BK: I read that one of the film scores that really influenced your work on “The Infiltrator” was Giorgio Moroder’s for “Midnight Express.” What was it specifically about that score which influenced you the most?
CH: I think that was one the most landmark synth scores. Nobody really did that before Moroder, and he did it in a very serious film with a lot of intensity. You listen back on some of those synth sounds now and some of the sounds are teeny or small, but at the time that put such an incredible uniqueness onto that score and really tapped into what was relevant in its pop culture in a positive way. I just think it was highly unique and I think it opened up the door for Tangerine Dream and Vangelis and all those things that followed it.
BK: When it comes to composing the score for any project, do you find yourself running music before you watch the movie or do you have to watch the movie before you can start writing any music for it?
CH: Usually a composer is hired relatively late in the process. In this case I was on very early because of my relationship with Brad, and it was so important that we define the tone of this thing so we spent as much time as possible on it. I was writing these really global themes and even just putting sounds together just to see if Brad connected with it. Even while they were shooting I was sending Brad some ideas. It just made him think about this film sonically.
BK: Did you ever get to talk with the actors or get any ideas from them that you put into the score?
CH: Yeah. Bryan Cranston is an amazing guy and of course an incredible actor, and I was down on the set for a couple days in Tampa and he’s saying that he’s really an aficionado. So we start talking about so many electronic scores and we kind of connected with what my concept was, and he was very generous and excited about what it would sound like. I saw a lot of them at the premiere and I am very friendly with John Leguizamo who is in Brad’s circle as well. It’s been nothing but the most encouraging, really wonderful experience and I wish they could all be like this. I hope everyone is going to experience something where there is just a really big coming together of people for the right reasons. That’s a real tribute to Brad. We were in the foxhole with him.
I want to thank Chris Hajian for taking the time to talk with me about his score to “The Infiltrator.” Please feel free to visit his website at www.chrishajian.com.
It’s very tempting to call this movie “Breaking Bad” meets “Donnie Brasco” especially with Bryan “Heisenberg” Cranston starring in it. “The Infiltrator” is about a U.S. Customs Service special agent, Robert Mazur, who goes, as Eddie Murphy put it in “Beverly Hills Cop II,” “deep, deep, deep, deep undercover” to infiltrate one of the world’s largest drug cartels. But more importantly, getting inside this particular drug cartel leads him to the money laundering operation run by the infamous Pablo Escobar who was once called “the king of cocaine.” Yes, this movie is “based on a true story,” but don’t let that dissuade you from seeing it.

******************************

**INSTRUCTION A**
Extract the portion of the interview about the score for "The Infiltrator" starting at "CH: Yeah. Bryan" and ending at "foxhole with him.".
**INSTRUCTION B**
In the interview about the score for "The Infiltrator," in which city was the composer on set for a couple of days?

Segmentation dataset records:
******************************

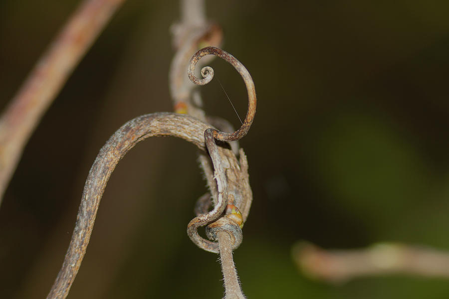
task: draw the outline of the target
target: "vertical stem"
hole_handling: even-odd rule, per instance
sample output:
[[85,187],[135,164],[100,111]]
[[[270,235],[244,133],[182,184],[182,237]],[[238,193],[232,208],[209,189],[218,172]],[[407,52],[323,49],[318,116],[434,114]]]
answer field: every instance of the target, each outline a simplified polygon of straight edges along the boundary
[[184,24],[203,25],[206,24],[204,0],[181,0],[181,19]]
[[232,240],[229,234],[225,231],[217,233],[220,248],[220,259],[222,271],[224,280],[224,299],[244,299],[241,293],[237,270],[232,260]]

******************************

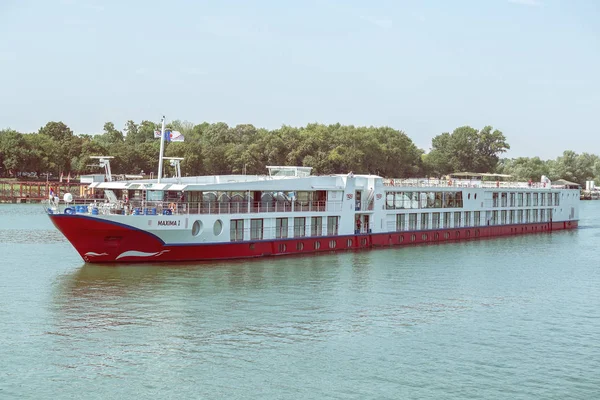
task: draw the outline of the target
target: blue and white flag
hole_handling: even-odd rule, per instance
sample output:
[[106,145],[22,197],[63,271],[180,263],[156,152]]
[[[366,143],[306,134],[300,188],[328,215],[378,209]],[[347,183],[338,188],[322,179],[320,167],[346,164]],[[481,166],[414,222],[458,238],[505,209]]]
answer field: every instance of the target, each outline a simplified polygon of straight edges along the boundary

******************************

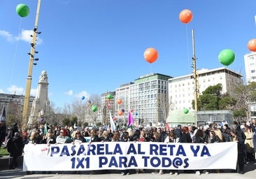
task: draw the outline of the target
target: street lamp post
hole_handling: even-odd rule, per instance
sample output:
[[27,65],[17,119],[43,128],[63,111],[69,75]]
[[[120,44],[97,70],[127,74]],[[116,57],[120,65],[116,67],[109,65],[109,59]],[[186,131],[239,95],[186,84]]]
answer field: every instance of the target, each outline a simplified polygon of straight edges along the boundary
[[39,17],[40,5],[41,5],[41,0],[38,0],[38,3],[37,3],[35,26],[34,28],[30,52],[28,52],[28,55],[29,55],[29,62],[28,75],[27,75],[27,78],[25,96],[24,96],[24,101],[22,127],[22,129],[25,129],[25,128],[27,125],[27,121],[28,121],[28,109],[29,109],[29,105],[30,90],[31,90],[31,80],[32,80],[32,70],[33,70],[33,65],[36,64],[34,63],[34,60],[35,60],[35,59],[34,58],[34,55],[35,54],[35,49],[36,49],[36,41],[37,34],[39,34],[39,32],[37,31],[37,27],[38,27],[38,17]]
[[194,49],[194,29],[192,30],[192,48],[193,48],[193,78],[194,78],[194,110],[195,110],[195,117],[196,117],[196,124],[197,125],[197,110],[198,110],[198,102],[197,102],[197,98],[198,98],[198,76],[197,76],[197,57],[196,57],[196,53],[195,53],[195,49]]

******************************

**WORKED SOLUTION A**
CH: Yeah. Bryan Cranston is an amazing guy and of course an incredible actor, and I was down on the set for a couple days in Tampa and he’s saying that he’s really an aficionado. So we start talking about so many electronic scores and we kind of connected with what my concept was, and he was very generous and excited about what it would sound like. I saw a lot of them at the premiere and I am very friendly with John Leguizamo who is in Brad’s circle as well. It’s been nothing but the most encouraging, really wonderful experience and I wish they could all be like this. I hope everyone is going to experience something where there is just a really big coming together of people for the right reasons. That’s a real tribute to Brad. We were in the foxhole with him.

**WORKED SOLUTION B**
Tampa